Dick Weber
- Dick Weber, pro staffer of AMF

Personal information
- Born: Richard Anthony Weber December 23, 1929 Indianapolis, Indiana, USA
- Died: February 14, 2005 (aged 75) Florissant, Missouri, USA
- Years active: 1958–1992

Bowling Information
- Affiliation: PBA
- Rookie year: 1959
- Dominant hand: Right (stroker delivery)
- Wins: 30 PBA Tour (4 majors) 6 PBA Senior Tour (now known as PBA50)
- Sponsors: AMF Bowling

= Dick Weber =

American professional ten-pin bowler (1929–2005)

Richard Anthony Weber (December 23, 1929 – February 14, 2005) was an American professional bowler and founding member of the Professional Bowlers Association (PBA). Along with Don Carter, Weber is widely regarded as professional bowling's first superstar. He was the first player in history to earn 30 PBA Tour titles, a level reached by only seven other players since.

» **WHAT IS ASKED**
Please reproduce the Dick Weber text from "Personal information" to "Right (stroker delivery)". Work only from the text about Dick Weber; the data plays no part.

» **GIVEN RECORDS**
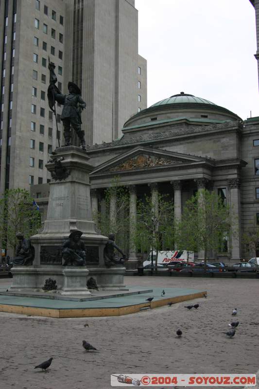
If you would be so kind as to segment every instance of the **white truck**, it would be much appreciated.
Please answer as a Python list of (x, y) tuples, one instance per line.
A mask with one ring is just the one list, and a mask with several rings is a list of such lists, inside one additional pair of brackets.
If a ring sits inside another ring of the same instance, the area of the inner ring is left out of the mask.
[[(156, 251), (153, 251), (153, 264), (155, 265), (155, 260)], [(152, 252), (150, 251), (147, 260), (143, 263), (144, 267), (147, 265), (151, 265), (152, 262)], [(194, 260), (194, 253), (193, 251), (189, 251), (187, 250), (179, 251), (175, 250), (174, 251), (158, 251), (157, 257), (157, 264), (159, 265), (167, 265), (171, 262), (193, 262)]]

» **FINISHED EXERCISE**
Personal information
- Born: Richard Anthony Weber December 23, 1929 Indianapolis, Indiana, USA
- Died: February 14, 2005 (aged 75) Florissant, Missouri, USA
- Years active: 1958–1992

Bowling Information
- Affiliation: PBA
- Rookie year: 1959
- Dominant hand: Right (stroker delivery)